Available data section start
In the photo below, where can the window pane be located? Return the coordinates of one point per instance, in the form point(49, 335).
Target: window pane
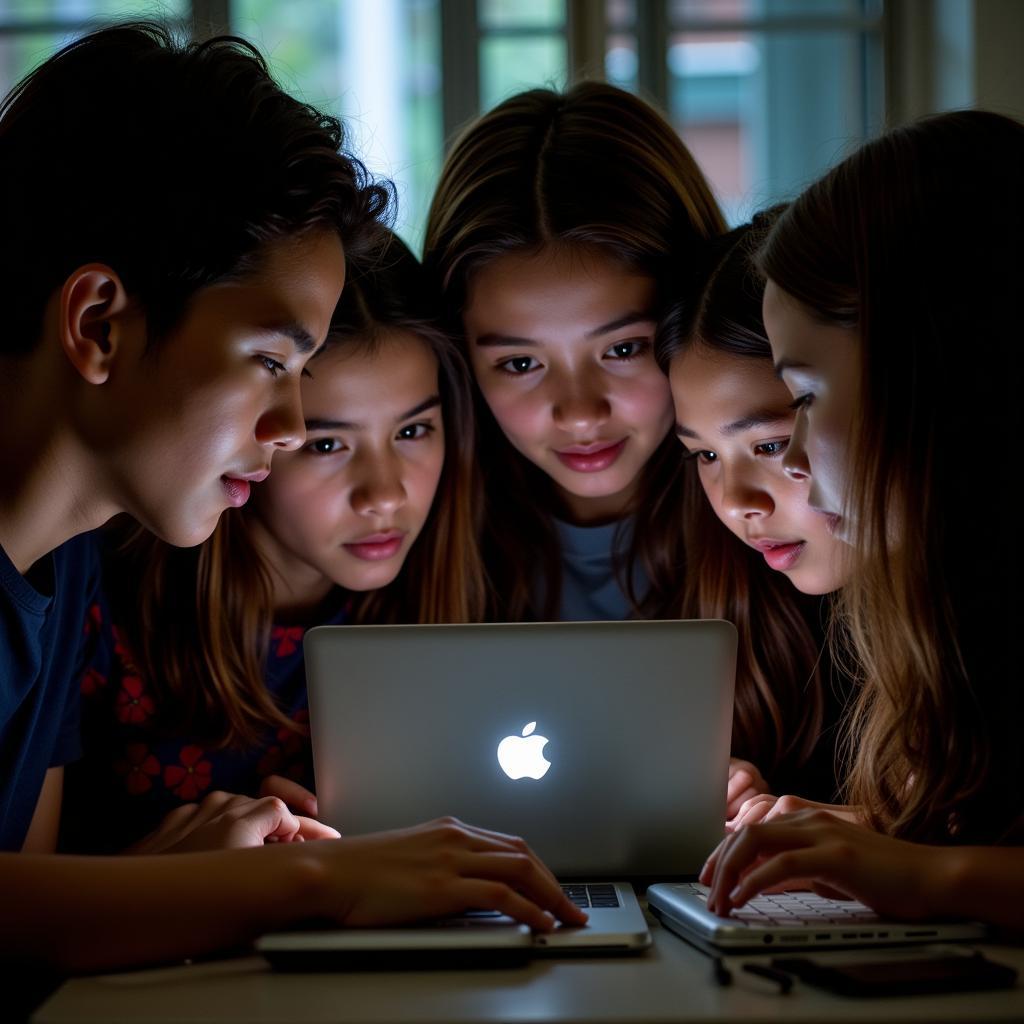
point(682, 12)
point(521, 13)
point(22, 11)
point(511, 65)
point(733, 97)
point(375, 65)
Available data section end
Directions
Please reproduce every record exactly as written, excluding the pictures.

Reply to the task
In the photo below, where can the window pane be located? Return the coordinates of one point per instance, in the form point(49, 335).
Target: window pane
point(682, 12)
point(521, 13)
point(22, 11)
point(511, 65)
point(733, 97)
point(375, 65)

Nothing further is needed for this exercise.